Texto:
El actual contexto socioeconómico, desencadenado por la pandemia del COVID 19, ha generado una reacción sin precedentes por parte de los bancos centrales a nivel mundial.
En un esfuerzo por contener los efectos de la crisis, la Reserva Federal de los Estados Unidos ha llevado a cabo una política monetaria agresiva, llevando los tipos de interés prácticamente al cero y ampliando su balance mediante programas de compra de activos por más de 3 billones de dólares en tan solo 4 meses (tras la crisis de 2008 emitió el mismo monto, pero en el transcurso de 6 años).Sumado a esto, la FED ha anunciado que aplicará un nuevo enfoque en su política monetaria, en donde permitirá que la inflación se eleve por encima del 2% para compensar bajas previas. Teniendo en cuenta que la FED no ha acertado el objetivo de inflación desde el año 2012, y que ni con una tasa de desempleo récord de 3.5% en 2019 la inflación pudo superar el umbral de 1.6%, el nuevo plan de la Reserva Federal invitaría, como mínimo, al escepticismo.
Si vamos a los datos, en primer lugar, la velocidad a la que circula el dinero es cada vez mas baja, por lo que la ralentización del consumo estaría primando sobre la emisión monetaria y generando presiones deflacionarias. En segundo lugar, la pandemia ha dejado mucha capacidad ociosa en la economía y desempleo, dos factores clave en la formación de precios a futuro.
La crisis de 2008 nos ha enseñado que la emisión monetaria no equivale necesariamente a inflación, ya que depende de como esta se traspasa a la economía real. Sin embargo, también hay que considerar que la crisis actual cuenta con una intervención fiscal y endeudamiento sin precedente, y que la política internacional está haciendo un esfuerzo excepcional por romper las bases que le dan credibilidad a los bancos centrales. Ante esto, los riesgos de presiones inflacionarias parecerían más ligados a una reducción en la reputación de las instituciones que a cambios en la política monetaria.

Problema: Transcribe sin cambios el fragmento del texto sobre la política monetaria de la Reserva Federal que empieza con "Si vamos a los" y sigue hasta "precios a futuro.".

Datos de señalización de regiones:
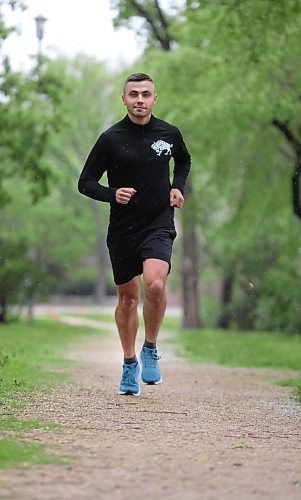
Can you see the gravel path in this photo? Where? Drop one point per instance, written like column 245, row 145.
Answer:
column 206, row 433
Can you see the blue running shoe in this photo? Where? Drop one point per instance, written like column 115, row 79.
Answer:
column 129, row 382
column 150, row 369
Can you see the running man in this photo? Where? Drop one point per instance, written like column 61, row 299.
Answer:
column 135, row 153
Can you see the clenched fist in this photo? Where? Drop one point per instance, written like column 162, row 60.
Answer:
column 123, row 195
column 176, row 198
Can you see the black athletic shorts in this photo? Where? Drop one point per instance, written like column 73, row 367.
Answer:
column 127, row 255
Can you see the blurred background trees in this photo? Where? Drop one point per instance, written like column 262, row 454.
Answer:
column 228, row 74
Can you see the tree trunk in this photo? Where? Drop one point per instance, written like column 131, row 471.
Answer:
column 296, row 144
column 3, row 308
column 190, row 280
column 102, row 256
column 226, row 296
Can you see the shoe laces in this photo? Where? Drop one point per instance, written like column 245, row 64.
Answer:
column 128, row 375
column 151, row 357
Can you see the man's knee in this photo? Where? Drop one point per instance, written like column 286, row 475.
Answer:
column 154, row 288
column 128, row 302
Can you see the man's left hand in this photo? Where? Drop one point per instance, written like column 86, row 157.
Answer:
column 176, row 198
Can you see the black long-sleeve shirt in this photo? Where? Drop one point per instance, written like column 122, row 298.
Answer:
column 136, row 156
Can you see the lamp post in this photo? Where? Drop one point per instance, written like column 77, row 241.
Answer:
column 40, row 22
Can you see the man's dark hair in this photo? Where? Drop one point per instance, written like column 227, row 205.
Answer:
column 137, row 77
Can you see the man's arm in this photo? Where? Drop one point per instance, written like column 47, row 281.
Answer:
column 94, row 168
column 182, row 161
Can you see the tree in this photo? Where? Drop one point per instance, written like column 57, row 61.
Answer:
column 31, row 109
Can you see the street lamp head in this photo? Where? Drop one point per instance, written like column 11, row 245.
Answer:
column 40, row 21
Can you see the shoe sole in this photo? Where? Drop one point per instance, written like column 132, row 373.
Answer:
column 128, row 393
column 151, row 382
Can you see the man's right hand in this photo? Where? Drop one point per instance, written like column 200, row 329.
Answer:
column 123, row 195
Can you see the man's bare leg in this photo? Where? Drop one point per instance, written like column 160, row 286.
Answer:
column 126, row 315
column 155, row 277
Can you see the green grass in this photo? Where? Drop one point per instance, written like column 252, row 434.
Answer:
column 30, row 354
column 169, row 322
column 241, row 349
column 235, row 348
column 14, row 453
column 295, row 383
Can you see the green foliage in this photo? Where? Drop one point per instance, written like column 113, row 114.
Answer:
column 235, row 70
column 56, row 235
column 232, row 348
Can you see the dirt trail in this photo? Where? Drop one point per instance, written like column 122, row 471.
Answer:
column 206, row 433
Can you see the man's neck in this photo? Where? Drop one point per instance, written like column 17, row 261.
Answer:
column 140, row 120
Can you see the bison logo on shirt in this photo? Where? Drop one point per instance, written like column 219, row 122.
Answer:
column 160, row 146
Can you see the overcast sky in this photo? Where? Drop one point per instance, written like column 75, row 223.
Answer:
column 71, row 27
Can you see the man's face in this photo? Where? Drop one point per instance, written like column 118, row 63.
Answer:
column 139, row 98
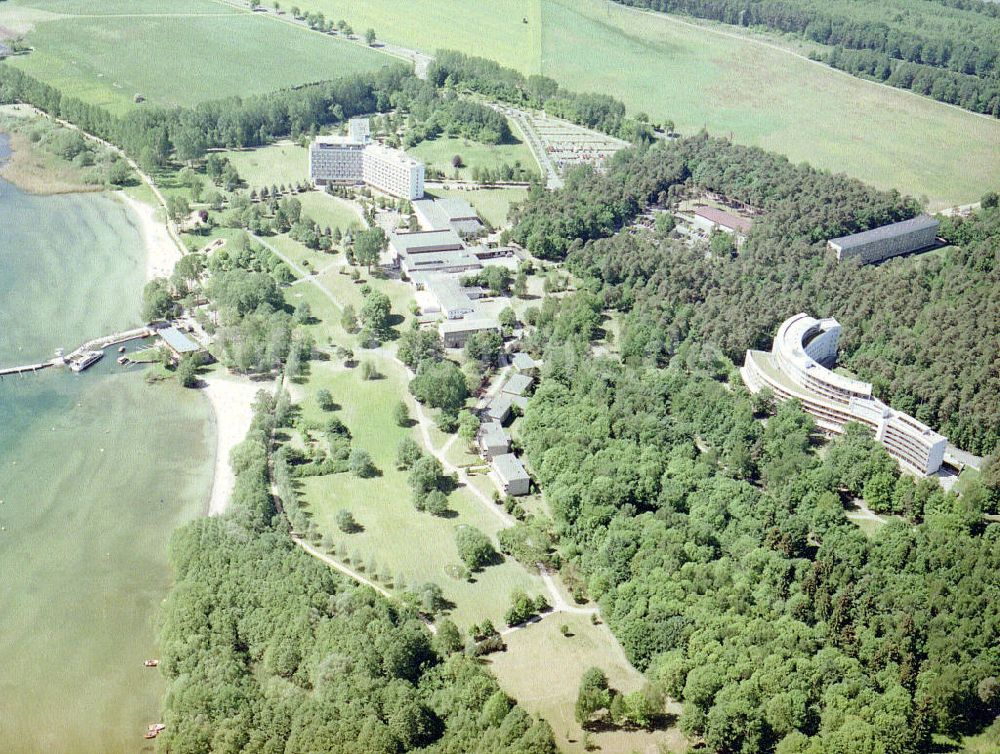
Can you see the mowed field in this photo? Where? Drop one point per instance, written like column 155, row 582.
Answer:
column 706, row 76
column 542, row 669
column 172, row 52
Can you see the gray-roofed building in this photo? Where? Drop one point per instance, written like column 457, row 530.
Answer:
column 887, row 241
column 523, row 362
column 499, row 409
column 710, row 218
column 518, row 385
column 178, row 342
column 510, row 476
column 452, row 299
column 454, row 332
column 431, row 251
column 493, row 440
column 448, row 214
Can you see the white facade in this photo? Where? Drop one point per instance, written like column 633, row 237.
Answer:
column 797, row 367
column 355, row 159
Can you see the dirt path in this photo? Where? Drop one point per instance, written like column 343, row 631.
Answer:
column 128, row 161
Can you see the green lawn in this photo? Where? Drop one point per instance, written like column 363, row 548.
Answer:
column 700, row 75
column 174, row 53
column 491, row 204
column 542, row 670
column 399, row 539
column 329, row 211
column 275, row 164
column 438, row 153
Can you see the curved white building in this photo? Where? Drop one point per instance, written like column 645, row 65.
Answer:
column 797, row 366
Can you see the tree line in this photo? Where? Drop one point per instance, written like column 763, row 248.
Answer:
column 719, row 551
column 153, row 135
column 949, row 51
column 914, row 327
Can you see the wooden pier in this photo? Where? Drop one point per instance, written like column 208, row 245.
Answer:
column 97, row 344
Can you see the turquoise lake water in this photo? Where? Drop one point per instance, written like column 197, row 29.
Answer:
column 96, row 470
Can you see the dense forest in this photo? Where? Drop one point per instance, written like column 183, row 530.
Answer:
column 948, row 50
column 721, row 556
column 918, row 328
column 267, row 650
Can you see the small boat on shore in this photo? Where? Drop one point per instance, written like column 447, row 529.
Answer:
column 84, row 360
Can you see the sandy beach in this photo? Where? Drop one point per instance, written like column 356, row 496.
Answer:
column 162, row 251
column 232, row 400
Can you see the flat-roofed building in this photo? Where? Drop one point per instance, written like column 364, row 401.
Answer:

Respuesta a continuación:
Si vamos a los datos, en primer lugar, la velocidad a la que circula el dinero es cada vez mas baja, por lo que la ralentización del consumo estaría primando sobre la emisión monetaria y generando presiones deflacionarias. En segundo lugar, la pandemia ha dejado mucha capacidad ociosa en la economía y desempleo, dos factores clave en la formación de precios a futuro.